--- Task directions ---
In the data below, restate exactly the lines from the one with "Mark the innermost point of each instance of the baby's bare" to the final line, both included, but not the pictures.

--- Given records ---
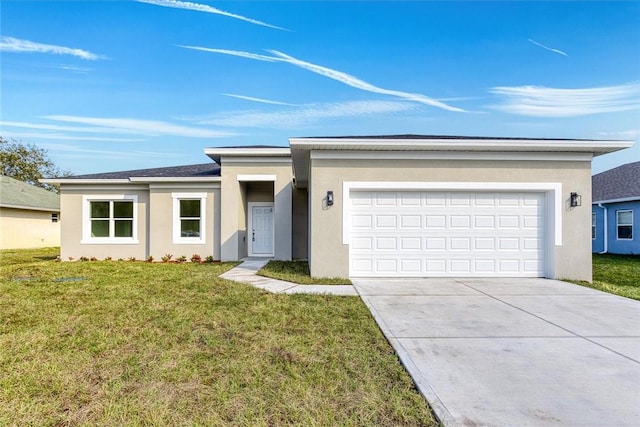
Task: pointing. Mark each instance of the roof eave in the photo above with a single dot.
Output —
(216, 154)
(597, 147)
(29, 208)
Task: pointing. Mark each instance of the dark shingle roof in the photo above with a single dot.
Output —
(18, 194)
(188, 171)
(622, 182)
(413, 136)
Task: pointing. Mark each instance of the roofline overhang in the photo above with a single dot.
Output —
(620, 200)
(132, 180)
(596, 147)
(216, 154)
(29, 208)
(301, 148)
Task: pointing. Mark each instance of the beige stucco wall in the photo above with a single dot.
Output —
(330, 257)
(23, 229)
(300, 224)
(234, 198)
(71, 224)
(161, 221)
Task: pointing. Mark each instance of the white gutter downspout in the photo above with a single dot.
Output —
(606, 230)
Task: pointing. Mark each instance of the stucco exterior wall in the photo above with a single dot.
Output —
(300, 224)
(161, 222)
(330, 257)
(24, 229)
(235, 196)
(71, 225)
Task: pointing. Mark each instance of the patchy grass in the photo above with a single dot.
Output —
(134, 343)
(616, 274)
(298, 272)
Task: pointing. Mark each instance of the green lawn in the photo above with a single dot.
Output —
(616, 274)
(298, 272)
(132, 343)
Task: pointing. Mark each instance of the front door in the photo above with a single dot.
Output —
(261, 229)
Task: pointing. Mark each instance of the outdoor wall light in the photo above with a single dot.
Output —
(575, 200)
(329, 198)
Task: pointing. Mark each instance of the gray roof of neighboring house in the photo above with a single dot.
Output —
(187, 171)
(622, 182)
(20, 195)
(453, 137)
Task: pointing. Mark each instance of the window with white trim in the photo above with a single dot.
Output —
(189, 217)
(110, 219)
(624, 224)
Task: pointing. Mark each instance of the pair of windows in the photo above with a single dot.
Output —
(114, 219)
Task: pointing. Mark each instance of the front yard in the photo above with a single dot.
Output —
(133, 343)
(616, 274)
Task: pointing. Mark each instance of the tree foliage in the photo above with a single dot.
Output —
(28, 163)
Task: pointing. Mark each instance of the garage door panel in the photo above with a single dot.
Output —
(414, 233)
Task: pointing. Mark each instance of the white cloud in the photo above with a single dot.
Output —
(548, 48)
(553, 102)
(260, 100)
(307, 114)
(41, 126)
(11, 44)
(207, 9)
(75, 151)
(142, 127)
(340, 76)
(64, 137)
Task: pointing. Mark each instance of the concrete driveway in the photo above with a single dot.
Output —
(514, 352)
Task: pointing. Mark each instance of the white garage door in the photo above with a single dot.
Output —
(430, 233)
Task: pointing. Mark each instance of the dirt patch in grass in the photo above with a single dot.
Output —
(172, 344)
(298, 272)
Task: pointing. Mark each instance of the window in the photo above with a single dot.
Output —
(109, 219)
(624, 223)
(189, 217)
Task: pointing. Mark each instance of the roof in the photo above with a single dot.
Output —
(200, 172)
(619, 184)
(20, 195)
(247, 152)
(301, 147)
(204, 169)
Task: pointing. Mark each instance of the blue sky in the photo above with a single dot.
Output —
(116, 85)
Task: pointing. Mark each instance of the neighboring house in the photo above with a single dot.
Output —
(387, 206)
(29, 215)
(615, 210)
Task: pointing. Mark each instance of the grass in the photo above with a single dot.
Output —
(616, 274)
(133, 343)
(298, 272)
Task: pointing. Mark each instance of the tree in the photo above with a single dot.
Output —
(28, 163)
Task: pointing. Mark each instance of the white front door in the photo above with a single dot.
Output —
(260, 229)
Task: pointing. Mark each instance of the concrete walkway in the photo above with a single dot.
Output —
(514, 352)
(246, 273)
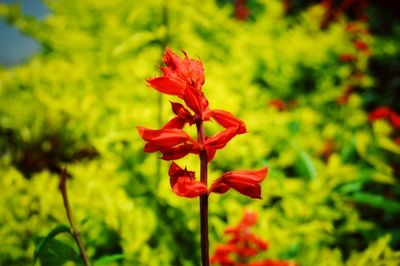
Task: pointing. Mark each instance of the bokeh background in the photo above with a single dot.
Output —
(304, 76)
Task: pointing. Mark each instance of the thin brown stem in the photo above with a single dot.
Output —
(75, 232)
(164, 43)
(203, 199)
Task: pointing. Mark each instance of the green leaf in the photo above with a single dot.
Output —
(56, 253)
(376, 201)
(106, 260)
(53, 233)
(305, 165)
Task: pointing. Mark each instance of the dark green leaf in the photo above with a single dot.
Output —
(376, 201)
(108, 259)
(53, 233)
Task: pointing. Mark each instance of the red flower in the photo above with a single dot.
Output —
(218, 141)
(183, 182)
(246, 182)
(227, 120)
(172, 143)
(379, 113)
(361, 46)
(243, 244)
(349, 58)
(183, 78)
(278, 104)
(221, 255)
(394, 119)
(272, 263)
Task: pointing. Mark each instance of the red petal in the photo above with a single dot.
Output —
(176, 122)
(195, 100)
(219, 187)
(256, 175)
(249, 219)
(168, 85)
(164, 137)
(272, 263)
(183, 182)
(227, 120)
(395, 120)
(245, 186)
(176, 152)
(378, 113)
(245, 181)
(219, 140)
(182, 112)
(210, 154)
(186, 187)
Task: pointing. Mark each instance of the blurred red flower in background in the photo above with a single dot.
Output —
(243, 245)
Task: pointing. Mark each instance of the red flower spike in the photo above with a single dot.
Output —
(221, 255)
(272, 263)
(182, 112)
(190, 70)
(195, 100)
(394, 120)
(361, 46)
(245, 182)
(220, 140)
(168, 85)
(227, 120)
(249, 219)
(164, 138)
(183, 182)
(176, 122)
(176, 152)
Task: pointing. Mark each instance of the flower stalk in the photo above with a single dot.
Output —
(75, 233)
(203, 198)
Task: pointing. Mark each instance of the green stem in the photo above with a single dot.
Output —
(75, 232)
(203, 198)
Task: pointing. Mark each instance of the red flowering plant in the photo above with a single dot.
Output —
(184, 78)
(243, 245)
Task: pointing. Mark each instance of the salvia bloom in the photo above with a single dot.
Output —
(184, 78)
(243, 245)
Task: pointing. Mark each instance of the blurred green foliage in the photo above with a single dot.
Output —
(332, 195)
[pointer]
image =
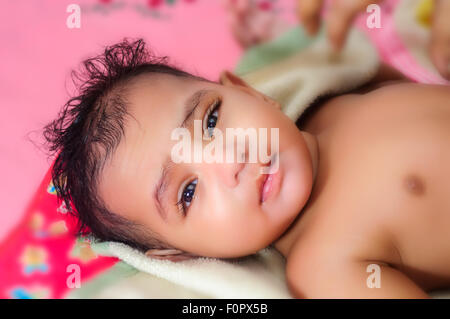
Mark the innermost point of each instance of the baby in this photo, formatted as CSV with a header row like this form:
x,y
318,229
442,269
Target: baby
x,y
361,183
364,181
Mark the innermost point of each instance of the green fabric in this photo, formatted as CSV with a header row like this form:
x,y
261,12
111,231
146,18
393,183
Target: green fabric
x,y
286,44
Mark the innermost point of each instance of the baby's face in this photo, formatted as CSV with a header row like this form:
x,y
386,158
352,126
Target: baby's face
x,y
225,216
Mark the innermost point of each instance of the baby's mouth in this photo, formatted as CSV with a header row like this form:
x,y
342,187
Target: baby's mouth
x,y
265,180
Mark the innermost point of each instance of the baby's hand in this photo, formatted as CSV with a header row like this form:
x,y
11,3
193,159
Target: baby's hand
x,y
440,38
339,17
342,13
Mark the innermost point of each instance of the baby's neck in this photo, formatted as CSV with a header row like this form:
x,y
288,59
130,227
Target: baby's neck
x,y
285,243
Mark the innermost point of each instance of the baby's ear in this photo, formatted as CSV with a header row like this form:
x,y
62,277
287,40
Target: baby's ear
x,y
168,254
229,79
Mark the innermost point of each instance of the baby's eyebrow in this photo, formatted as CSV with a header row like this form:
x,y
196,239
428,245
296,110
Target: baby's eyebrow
x,y
160,191
191,104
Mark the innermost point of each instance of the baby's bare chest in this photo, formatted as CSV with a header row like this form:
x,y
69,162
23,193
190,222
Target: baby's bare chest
x,y
384,188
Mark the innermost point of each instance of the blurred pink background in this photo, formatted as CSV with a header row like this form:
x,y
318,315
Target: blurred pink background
x,y
39,51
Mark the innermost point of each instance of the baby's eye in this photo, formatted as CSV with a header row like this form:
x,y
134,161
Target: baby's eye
x,y
211,117
187,196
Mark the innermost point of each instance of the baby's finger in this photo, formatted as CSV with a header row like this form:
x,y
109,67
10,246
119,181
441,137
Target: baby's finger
x,y
309,14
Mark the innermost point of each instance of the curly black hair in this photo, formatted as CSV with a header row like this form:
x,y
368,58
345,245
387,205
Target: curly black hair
x,y
87,131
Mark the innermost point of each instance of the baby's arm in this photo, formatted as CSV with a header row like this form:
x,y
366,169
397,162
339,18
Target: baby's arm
x,y
348,278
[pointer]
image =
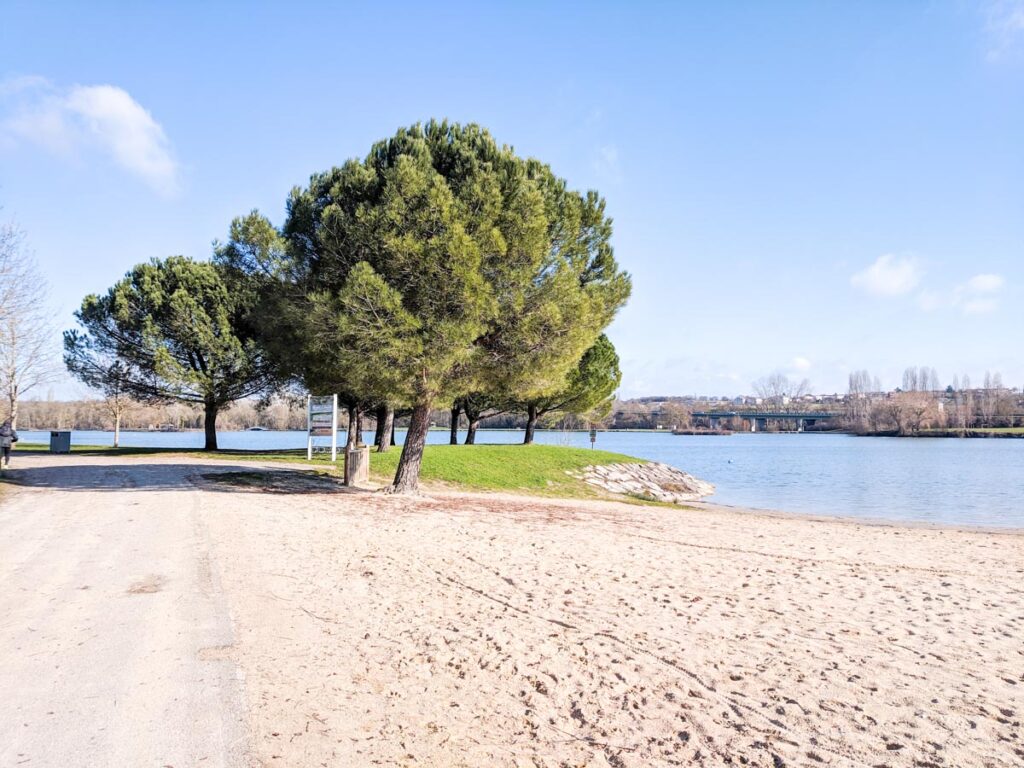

--- Exercise solution ---
Mark the innermost point of each instance of the baby's bare chest in this photo, formatted as CSV with a header row like this form:
x,y
69,162
23,193
190,222
Target: baby's bare chest
x,y
384,188
Mark the innermost point of each instance of the blurred pink background in this photo, formatted as CSV with a header row like this form:
x,y
318,315
Target: blurred pink background
x,y
39,51
Mark the innermost point of each instance of the baby's eye in this photo, formatted as CSV with a header row like this form:
x,y
134,161
Target: baby's eye
x,y
211,117
187,196
Mark the innermost point of each instance of the baby's finger in this photo, formatted as CSV with a header row like this form:
x,y
109,67
10,246
119,181
441,137
Target: baby's finger
x,y
309,14
Mark the innermost point of each instance of the curly black hair in this photo, formatted as CSV with a header row like this form:
x,y
368,58
345,245
387,205
Target: curly black hair
x,y
87,131
Mark the innermost point of each instance of the baby's arm in this photo, formatted as CSV with a header row like this form:
x,y
366,169
397,162
339,18
Target: baby's arm
x,y
348,278
[pointer]
image =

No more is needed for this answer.